[RECORDS FOR THE TASK]
= = = =

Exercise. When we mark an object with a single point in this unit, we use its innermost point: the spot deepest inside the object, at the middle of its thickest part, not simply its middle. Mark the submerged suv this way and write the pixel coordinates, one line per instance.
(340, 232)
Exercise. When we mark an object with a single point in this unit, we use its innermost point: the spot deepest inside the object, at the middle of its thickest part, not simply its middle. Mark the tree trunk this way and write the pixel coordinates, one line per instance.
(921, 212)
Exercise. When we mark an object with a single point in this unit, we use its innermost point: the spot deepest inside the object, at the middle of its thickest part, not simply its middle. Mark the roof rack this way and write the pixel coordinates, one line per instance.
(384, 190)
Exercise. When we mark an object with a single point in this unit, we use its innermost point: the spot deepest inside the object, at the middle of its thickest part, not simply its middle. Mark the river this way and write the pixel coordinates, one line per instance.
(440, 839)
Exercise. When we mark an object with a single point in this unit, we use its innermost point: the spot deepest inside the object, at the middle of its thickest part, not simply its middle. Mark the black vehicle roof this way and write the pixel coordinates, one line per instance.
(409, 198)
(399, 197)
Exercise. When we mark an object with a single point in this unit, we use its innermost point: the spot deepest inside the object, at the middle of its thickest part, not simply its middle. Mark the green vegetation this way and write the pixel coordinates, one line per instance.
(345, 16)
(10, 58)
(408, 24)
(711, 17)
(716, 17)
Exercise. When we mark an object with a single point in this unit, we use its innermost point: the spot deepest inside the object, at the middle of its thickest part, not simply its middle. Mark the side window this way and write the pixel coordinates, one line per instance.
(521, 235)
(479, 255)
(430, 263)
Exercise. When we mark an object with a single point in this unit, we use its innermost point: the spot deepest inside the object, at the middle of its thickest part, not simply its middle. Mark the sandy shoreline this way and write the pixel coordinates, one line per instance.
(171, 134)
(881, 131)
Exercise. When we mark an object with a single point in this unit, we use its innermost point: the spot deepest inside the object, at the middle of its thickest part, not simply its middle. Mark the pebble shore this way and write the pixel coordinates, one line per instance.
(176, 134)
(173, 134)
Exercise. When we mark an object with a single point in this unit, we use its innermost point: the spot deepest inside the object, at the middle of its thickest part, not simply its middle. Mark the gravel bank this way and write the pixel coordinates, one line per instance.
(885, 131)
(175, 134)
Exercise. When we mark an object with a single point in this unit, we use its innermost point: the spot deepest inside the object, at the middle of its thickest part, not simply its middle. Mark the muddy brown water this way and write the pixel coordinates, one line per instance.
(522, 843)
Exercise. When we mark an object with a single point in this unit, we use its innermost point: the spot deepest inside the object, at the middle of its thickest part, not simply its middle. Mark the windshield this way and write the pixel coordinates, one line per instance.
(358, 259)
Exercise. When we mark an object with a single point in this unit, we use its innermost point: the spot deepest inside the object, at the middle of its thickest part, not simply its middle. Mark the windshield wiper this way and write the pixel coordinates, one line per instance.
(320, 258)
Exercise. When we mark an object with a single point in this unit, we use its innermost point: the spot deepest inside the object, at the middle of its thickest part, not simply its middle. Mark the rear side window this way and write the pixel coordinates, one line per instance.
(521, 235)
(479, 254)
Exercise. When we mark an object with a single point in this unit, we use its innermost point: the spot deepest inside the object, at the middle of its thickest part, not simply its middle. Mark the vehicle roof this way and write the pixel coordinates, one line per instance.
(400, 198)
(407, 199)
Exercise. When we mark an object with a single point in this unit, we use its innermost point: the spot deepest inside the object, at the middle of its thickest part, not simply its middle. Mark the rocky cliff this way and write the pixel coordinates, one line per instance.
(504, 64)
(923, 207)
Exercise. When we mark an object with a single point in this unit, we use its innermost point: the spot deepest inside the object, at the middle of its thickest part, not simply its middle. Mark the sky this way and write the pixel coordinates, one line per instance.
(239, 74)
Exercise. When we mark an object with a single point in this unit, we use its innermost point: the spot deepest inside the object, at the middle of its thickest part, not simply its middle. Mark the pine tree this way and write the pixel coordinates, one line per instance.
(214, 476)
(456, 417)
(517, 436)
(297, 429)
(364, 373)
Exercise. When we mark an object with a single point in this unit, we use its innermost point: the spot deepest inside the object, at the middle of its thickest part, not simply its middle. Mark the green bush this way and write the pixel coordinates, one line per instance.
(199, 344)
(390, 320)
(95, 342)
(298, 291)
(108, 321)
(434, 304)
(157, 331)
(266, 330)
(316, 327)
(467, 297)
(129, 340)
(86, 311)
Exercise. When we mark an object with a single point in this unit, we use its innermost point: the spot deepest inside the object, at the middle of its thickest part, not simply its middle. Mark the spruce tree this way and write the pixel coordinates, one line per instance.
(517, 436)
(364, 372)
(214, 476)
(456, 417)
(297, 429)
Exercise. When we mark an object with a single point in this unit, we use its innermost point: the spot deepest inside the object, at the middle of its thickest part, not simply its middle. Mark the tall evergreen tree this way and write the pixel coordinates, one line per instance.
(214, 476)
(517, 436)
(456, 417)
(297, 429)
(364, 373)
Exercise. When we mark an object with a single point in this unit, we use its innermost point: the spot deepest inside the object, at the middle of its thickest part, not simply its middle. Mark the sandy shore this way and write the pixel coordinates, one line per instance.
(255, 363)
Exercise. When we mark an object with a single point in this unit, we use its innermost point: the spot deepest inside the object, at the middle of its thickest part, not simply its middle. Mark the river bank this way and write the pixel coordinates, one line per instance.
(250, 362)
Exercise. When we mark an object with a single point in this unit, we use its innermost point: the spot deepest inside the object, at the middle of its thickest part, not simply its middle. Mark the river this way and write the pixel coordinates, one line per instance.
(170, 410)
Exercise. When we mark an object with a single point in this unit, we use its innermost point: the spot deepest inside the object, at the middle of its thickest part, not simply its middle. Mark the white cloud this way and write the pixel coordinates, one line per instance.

= = = =

[WHAT TO PRODUCE]
Nothing before the line holding "the river bank" belongs in the answer. Repeat that line and the rest of the listing exactly.

[EXPECTED ANSWER]
Exercise. When we mark an object with a single point in this unit, we use its innermost point: the spot deepest inside the object, at the middle of its thickest part, not simply its middle. Mark the river bank this way and write the pixel coordinates, one line per instance.
(250, 362)
Exercise. When we mark an object with a single point in this unit, we use its innermost point: the spot deepest inside the object, at the middle of its thickest part, not simply its middle. Mark the river this way and write the pixel coordinates, one line per instance.
(170, 410)
Exercise. When we mark an object with a single point in this unit, we use its innermost point: the spot deepest inside the object, at the middle of its thickest part, not simply its middle. Mark the white cloud this way and write the pixel coordinates, one line per instance.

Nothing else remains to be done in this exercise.